• [GOAL]: Each entry has to be copied exactly, with nothing missed.

Stored records:
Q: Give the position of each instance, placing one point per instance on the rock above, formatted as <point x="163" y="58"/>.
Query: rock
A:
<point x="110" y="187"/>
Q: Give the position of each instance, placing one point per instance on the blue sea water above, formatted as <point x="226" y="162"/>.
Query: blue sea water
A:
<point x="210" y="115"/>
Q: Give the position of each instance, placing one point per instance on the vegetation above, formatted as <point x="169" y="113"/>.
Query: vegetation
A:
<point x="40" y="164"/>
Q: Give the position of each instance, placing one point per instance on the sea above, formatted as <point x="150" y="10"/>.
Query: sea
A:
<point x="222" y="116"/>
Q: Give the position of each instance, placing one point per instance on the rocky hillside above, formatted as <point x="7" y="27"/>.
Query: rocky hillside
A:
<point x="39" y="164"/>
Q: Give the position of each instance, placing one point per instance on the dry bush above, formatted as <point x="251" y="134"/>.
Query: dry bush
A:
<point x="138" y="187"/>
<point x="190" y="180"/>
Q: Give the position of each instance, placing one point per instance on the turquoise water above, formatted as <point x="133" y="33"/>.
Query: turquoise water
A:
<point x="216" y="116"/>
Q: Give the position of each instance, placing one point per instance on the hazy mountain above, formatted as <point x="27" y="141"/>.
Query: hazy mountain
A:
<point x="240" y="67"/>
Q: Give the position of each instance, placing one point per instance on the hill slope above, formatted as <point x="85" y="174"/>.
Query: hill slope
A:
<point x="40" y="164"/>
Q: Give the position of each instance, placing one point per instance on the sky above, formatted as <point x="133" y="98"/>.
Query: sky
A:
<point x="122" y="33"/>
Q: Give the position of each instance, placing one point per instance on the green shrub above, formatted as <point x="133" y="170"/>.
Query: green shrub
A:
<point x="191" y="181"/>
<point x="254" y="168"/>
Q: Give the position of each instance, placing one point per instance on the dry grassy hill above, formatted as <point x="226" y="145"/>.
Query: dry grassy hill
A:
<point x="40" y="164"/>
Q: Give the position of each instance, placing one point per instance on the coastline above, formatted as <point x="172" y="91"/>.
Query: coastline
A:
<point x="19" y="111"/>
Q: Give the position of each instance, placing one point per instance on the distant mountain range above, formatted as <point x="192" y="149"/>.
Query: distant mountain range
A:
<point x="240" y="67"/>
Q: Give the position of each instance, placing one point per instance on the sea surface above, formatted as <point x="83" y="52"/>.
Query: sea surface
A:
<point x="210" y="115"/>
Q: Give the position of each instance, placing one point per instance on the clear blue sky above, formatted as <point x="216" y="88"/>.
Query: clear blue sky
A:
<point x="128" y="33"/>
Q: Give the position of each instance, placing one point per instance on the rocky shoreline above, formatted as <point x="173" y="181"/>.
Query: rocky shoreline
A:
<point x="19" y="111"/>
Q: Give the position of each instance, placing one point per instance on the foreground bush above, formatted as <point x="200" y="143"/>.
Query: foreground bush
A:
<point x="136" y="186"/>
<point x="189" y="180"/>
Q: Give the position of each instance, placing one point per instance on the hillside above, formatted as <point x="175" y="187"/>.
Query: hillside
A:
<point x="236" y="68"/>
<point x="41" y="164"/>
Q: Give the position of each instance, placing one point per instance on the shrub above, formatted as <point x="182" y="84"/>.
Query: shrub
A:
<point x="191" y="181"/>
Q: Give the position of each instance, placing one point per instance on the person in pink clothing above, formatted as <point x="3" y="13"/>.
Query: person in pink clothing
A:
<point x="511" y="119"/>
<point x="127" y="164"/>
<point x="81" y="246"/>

• [EXERCISE SOLUTION]:
Q: Give the position of each instance, placing one point per instance on the rock above, formatted as <point x="163" y="58"/>.
Query: rock
A:
<point x="110" y="187"/>
Q: Give the position of each instance, placing one point per instance on the blue sea water above, formatted as <point x="226" y="162"/>.
Query: blue sea water
A:
<point x="210" y="115"/>
Q: Give the position of each instance, placing one point per instance on the vegetation above, formatted as <point x="169" y="113"/>.
Query: vegetation
A:
<point x="40" y="164"/>
Q: Give the position of each instance, placing one point per instance on the sea above, formatted as <point x="150" y="10"/>.
Query: sea
A:
<point x="222" y="116"/>
Q: Give the position of each instance, placing one point per instance on the rocky hillside above, formatted as <point x="7" y="27"/>.
Query: rocky hillside
A:
<point x="39" y="164"/>
Q: Give the position of each instance, placing one point per instance on the dry bush above, formatted as <point x="251" y="134"/>.
Query: dry bush
A:
<point x="138" y="187"/>
<point x="190" y="180"/>
Q: Give the position of each instance, placing one point per instance on the turquoise water above, formatted as <point x="133" y="33"/>.
Query: turquoise water
A:
<point x="216" y="116"/>
Q: Give the position of each instance, placing one point per instance on the hazy mountain above, formatted as <point x="27" y="141"/>.
Query: hazy mountain
A:
<point x="240" y="67"/>
Q: Give the position of each instance, placing one point per instance on the hill slope above, formatted as <point x="85" y="174"/>.
Query: hill slope
A:
<point x="40" y="164"/>
Q: Give the position of each instance, placing one point per instance on the sky above, formatted as <point x="133" y="98"/>.
Query: sky
A:
<point x="122" y="33"/>
Q: Give the position of each instance, placing one point per instance on the green shrub above, formatted as <point x="133" y="170"/>.
Query: green shrub
A:
<point x="191" y="181"/>
<point x="254" y="168"/>
Q: Give the position of each instance, placing one point per instance on the dry grassy hill above, formatted as <point x="226" y="145"/>.
Query: dry grassy hill
A:
<point x="40" y="164"/>
Q: Give the position of each instance, placing one point per instance on the coastline above, formatted as <point x="172" y="91"/>.
Query: coastline
A:
<point x="19" y="111"/>
Q: Give the position of each instance, placing one point per instance on the distant mountain range above, formatted as <point x="192" y="149"/>.
Query: distant mountain range
A:
<point x="240" y="67"/>
Q: Give the position of each instance, placing one point per instance on the sea surface above, formatted as <point x="83" y="52"/>.
Query: sea surface
A:
<point x="210" y="115"/>
Q: Give the position of each instance, placing one point per instance on the clear blue sky above, formatted as <point x="216" y="88"/>.
Query: clear blue sky
A:
<point x="128" y="33"/>
Q: Give the position of each instance, placing one point per instance on the rocky shoreline above, formatted as <point x="173" y="181"/>.
Query: rocky shoreline
A:
<point x="19" y="111"/>
Q: Give the position of each instance, placing one point per instance on the foreground bush above, formatted as <point x="200" y="143"/>.
Query: foreground bush
A:
<point x="136" y="186"/>
<point x="189" y="180"/>
Q: Give the position of each instance, placing one point per instance on the hillside above, formatted as <point x="175" y="187"/>.
Query: hillside
A:
<point x="236" y="68"/>
<point x="41" y="164"/>
Q: Give the position of each instance, placing one point per instance on the shrub above, formatted as <point x="182" y="84"/>.
Query: shrub
A:
<point x="191" y="181"/>
Q: Give the position of each instance, placing one point per instance on the person in pink clothing above, formatted as <point x="3" y="13"/>.
Query: person in pink clothing
A:
<point x="511" y="119"/>
<point x="127" y="164"/>
<point x="81" y="246"/>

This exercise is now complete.